[Texto para leer]
Un sano orden social requiere la aplicación del principio de subsidiariedad que
demanda que el Estado no absorba las actividades que pueden realizar
eficazmente las asociaciones inferiores. En virtud de este principio, la
Iglesia siempre sostuvo que los cuerpos intermedios deben gozar de la mayor
autonomía posible y ocuparse de muchas tareas que hoy el Estado tiene a su
cargo y le impiden ejercer correctamente el rol que le compete como gestor del
Bien Común. Asimismo, mediante la interconexión y colaboración mutua, los
cuerpos intermedios pueden constituir organismos que resuelvan por sí mismos
ciertos problemas sociales y económicos, evitando la lucha de clases: es lo que
se llama corporativismo u organización profesional.
En este sistema,
los grupos intermedios se van articulando hasta formar un Consejo o Cámara
nacional en la que se hallan representados todos los grupos e intereses
sociales existentes en la sociedad, con la finalidad de asesorar al gobierno,
o, incluso, cumplir funciones legislativas. No cabe duda de que este sistema,
recomendado por el magisterio pontificio -especialmente en la Encíclica
“Cuadragésimo Anno”-, permite un mejor funcionamiento de la sociedad y a la vez
impide los posibles abusos del Estado, pero no puede asumir -en exclusividad-
la conducción de éste, ni ocuparse de la actividad específicamente política.
“Es verdad que
estos grupos, si bien necesarios, cada uno según su propia finalidad
específica, representan sólo intereses delimitados y parciales, no el bien
universal del país. No tienen, por consiguiente, competencia para participar en
aquellas decisiones superiores que son peculiares del supremo poder político,
primer responsable del bien común” (Carta de la Secretaría de Estado del
Vaticano a la XXVI Semana Social de España, 18-3-1967).

[Contenido del conjunto]
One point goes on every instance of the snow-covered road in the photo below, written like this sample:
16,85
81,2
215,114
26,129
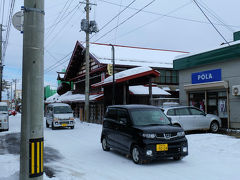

[Ejercicio escrito] En el texto sobre el principio de subsidiariedad, ¿qué nombre recibe la organización en la que los cuerpos intermedios constituyen organismos que resuelven por sí mismos ciertos problemas sociales y económicos? Los registros no cumplen ningún papel en esto.

[Resultado final] Corporativismo u organización profesional.